Stored data:
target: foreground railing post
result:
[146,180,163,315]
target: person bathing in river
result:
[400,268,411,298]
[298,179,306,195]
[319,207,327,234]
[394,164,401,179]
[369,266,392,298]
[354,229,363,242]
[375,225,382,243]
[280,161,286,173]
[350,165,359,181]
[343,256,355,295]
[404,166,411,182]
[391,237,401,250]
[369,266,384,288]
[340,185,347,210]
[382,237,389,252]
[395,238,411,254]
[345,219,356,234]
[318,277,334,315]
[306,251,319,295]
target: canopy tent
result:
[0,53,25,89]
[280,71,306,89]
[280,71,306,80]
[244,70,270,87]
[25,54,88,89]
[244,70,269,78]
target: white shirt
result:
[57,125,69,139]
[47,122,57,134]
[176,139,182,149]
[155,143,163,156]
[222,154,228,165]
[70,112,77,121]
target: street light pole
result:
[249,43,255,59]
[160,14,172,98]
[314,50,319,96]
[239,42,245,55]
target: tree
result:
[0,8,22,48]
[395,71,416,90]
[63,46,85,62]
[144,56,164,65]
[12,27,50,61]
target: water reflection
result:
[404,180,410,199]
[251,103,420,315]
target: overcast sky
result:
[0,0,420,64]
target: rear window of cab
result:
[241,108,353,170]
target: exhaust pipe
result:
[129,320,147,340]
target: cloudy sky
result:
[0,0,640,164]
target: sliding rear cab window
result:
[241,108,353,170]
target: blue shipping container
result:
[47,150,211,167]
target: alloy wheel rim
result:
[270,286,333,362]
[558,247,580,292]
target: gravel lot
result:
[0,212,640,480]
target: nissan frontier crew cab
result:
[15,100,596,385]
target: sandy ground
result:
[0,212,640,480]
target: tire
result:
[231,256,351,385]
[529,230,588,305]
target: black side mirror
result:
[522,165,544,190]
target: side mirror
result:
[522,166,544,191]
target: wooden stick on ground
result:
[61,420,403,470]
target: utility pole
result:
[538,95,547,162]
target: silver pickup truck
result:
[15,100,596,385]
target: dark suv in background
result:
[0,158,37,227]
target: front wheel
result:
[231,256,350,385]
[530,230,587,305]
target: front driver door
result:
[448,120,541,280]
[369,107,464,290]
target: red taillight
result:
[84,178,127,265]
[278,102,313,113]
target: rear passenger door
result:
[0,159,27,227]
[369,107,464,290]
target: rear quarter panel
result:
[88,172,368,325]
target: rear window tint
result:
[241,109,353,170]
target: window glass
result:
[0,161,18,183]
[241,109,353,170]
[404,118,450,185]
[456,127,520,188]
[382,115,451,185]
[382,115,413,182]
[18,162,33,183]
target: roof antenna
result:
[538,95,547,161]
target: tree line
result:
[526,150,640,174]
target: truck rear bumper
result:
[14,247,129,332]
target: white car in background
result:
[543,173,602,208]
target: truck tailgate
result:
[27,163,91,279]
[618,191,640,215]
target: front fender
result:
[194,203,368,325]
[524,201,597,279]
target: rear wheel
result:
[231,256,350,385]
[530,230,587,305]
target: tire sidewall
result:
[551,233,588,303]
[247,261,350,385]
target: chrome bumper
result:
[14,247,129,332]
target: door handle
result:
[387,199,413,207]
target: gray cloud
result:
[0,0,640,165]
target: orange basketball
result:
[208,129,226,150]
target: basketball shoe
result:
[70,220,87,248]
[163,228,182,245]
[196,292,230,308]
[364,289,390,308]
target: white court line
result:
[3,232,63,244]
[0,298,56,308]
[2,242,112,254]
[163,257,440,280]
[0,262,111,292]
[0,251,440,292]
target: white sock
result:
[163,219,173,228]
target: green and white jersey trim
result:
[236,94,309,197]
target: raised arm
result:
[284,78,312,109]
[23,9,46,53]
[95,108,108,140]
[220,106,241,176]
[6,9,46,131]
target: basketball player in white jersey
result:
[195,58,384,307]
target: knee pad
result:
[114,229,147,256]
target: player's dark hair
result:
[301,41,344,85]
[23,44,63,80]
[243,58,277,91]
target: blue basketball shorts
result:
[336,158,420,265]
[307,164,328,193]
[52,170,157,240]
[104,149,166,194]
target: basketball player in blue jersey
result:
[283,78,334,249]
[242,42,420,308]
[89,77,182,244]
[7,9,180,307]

(WHAT THE TASK ASKS) Output the material from the line with "target: truck rear bumper" up to and including the line with "[387,199,413,207]", reproducing each line verbatim.

(ANSWER TO THIS TASK)
target: truck rear bumper
result:
[14,247,129,332]
target: white car in background
result:
[543,173,602,208]
target: truck tailgate
result:
[27,163,91,279]
[618,191,640,215]
target: front fender
result:
[194,203,368,325]
[524,201,597,279]
target: rear wheel
result:
[231,256,350,385]
[530,230,587,305]
target: tire sidewall
result:
[551,233,588,303]
[247,261,350,385]
target: chrome bumper
result:
[14,247,129,332]
target: door handle
result:
[387,199,413,207]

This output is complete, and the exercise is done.